--- start Provided entries ---
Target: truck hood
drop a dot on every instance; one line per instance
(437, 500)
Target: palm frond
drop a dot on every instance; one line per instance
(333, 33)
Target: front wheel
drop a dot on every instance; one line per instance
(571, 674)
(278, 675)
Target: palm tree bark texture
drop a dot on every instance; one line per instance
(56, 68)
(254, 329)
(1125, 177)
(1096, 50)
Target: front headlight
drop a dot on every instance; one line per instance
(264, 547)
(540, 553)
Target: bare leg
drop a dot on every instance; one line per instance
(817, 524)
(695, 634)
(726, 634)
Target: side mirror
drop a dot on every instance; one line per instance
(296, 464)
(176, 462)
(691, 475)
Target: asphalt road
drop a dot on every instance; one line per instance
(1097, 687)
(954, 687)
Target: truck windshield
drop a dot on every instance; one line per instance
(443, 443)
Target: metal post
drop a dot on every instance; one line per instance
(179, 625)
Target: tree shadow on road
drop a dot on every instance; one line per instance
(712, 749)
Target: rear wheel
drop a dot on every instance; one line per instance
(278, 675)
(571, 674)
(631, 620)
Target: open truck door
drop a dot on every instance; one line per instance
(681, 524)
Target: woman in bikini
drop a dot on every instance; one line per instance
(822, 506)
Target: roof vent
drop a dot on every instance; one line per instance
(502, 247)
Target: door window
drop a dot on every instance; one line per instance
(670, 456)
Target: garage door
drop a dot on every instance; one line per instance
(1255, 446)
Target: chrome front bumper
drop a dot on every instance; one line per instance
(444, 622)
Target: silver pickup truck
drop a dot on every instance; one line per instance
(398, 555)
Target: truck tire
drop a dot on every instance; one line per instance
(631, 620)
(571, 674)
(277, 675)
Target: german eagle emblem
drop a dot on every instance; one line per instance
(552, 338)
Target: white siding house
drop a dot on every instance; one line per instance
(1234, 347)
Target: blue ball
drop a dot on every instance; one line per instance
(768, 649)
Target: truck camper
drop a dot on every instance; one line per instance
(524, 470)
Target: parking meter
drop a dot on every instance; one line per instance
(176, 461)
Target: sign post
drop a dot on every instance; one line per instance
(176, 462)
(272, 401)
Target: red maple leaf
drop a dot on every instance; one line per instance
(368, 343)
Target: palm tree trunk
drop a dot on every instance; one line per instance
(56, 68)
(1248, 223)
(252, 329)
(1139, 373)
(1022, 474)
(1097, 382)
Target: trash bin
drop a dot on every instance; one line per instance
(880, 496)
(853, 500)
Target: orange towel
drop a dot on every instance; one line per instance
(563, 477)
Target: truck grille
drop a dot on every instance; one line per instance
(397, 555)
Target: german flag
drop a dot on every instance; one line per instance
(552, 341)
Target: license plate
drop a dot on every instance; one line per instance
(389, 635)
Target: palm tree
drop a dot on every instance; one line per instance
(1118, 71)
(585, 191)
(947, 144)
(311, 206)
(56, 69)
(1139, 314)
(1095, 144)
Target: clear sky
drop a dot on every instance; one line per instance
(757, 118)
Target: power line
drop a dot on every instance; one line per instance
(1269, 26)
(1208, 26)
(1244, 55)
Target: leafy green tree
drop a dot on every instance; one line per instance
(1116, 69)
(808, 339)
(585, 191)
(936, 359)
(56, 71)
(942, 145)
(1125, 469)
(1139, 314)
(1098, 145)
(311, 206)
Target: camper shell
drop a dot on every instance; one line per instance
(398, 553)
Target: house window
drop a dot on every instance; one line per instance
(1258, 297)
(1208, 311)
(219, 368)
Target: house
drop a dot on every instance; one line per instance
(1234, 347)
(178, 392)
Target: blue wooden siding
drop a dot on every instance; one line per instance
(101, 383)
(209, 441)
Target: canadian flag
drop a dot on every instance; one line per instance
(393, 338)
--- end Provided entries ---
▸ Task description: Please write out all of the lines above exactly, keeping their order.

▸ Exercise result:
Target: truck hood
drop a dot on every instance; one line per instance
(437, 500)
Target: palm frond
drop a dot on every instance; one line per instance
(333, 33)
Target: front wheel
drop a dot on every instance; one line per instance
(571, 674)
(278, 675)
Target: palm tree bark texture
drop a dot on every instance; one line per instance
(56, 68)
(254, 329)
(1125, 177)
(1096, 50)
Target: front headlight
drop a dot on every instance; one line per instance
(264, 547)
(540, 553)
Target: bare leg
drop a dot on every instance; one line per instance
(817, 524)
(695, 634)
(726, 634)
Target: side mirror
drop a dot on every instance; one line per instance
(296, 464)
(176, 462)
(691, 475)
Target: asphalt road
drop a dot on every instance; one line per instance
(1097, 687)
(954, 687)
Target: truck windshield
drop a dot on every instance; one line per instance
(443, 443)
Target: metal post
drop a dot on every instance; one line per instance
(179, 625)
Target: tree shadow on road
drop a dot on every instance; one line per instance
(712, 749)
Target: rear wheel
drop a dot on every instance; one line per instance
(278, 675)
(571, 674)
(631, 620)
Target: open truck door
drop a dot on every instance; one line per instance
(681, 524)
Target: woman in bikini
drop a dot on every instance; one line per instance
(822, 506)
Target: roof vent
drop a dot on every instance; one line per instance
(502, 247)
Target: door window
drop a dot on every instance; one line per instance
(670, 456)
Target: garage door
drop a dot on every instance; one line per instance
(1255, 446)
Target: chrome front bumper
drop a dot on every instance; one line per instance
(444, 622)
Target: silver pickup truck
drop a dot on every instance; one line per instance
(398, 555)
Target: truck tire
drop a dot on every instance; one line per instance
(631, 620)
(571, 674)
(277, 675)
Target: german eagle emblem
drop a dot on every instance; one line per instance
(552, 338)
Target: white siding house
drop a dot on every instance; one line per instance
(1234, 347)
Target: blue ball
drop a dot on every instance; one line per instance
(768, 649)
Target: truck camper
drop a dot on every instance; one line per instance
(524, 470)
Target: parking meter
drop a dot on every instance; one line per instance
(176, 461)
Target: sign post
drop a dot on every instance; one line per instance
(176, 462)
(272, 401)
Target: red maple leaf
drop a dot on every instance; one line per instance
(368, 343)
Target: palm tree trunk
drop a dot on every instance; one line per instance
(56, 68)
(1248, 223)
(252, 329)
(1139, 373)
(1022, 474)
(1097, 382)
Target: trash bin
drop a dot on every instance; one line per instance
(880, 496)
(853, 500)
Target: orange towel
drop a dot on every instance; one line per instance
(563, 477)
Target: truck grille
drop a dot on every instance; one line per instance
(397, 555)
Target: german flag
drop a dot on every instance; one line per instance
(552, 341)
Target: license plate
drop a dot on every instance; one line per instance
(389, 635)
Target: palm tree
drop a dot on every instance; one line per instance
(1118, 71)
(585, 191)
(947, 144)
(311, 206)
(56, 69)
(1139, 314)
(1095, 144)
Target: clear sky
drop a dot on every instance; one line per instance
(757, 118)
Target: power line
drop a dot on every instance; one line per instance
(1269, 26)
(1208, 26)
(1244, 55)
Target: leafy green tree
drop a dot on every instance; one line per instance
(1116, 69)
(808, 339)
(585, 191)
(936, 359)
(56, 71)
(942, 145)
(1125, 469)
(1139, 314)
(1098, 145)
(311, 206)
Target: camper shell
drop a dot on every instance; one line per instance
(398, 553)
Target: house window
drop a dot on every instance; one line per instance
(1258, 297)
(1208, 311)
(219, 368)
Target: house
drop a dot on every instance; one line per instance
(1234, 347)
(178, 392)
Target: blue wooden siding
drop a dot on every instance; one line per instance
(101, 383)
(209, 441)
Target: canadian flag
drop a dot on every instance; one line per instance
(393, 338)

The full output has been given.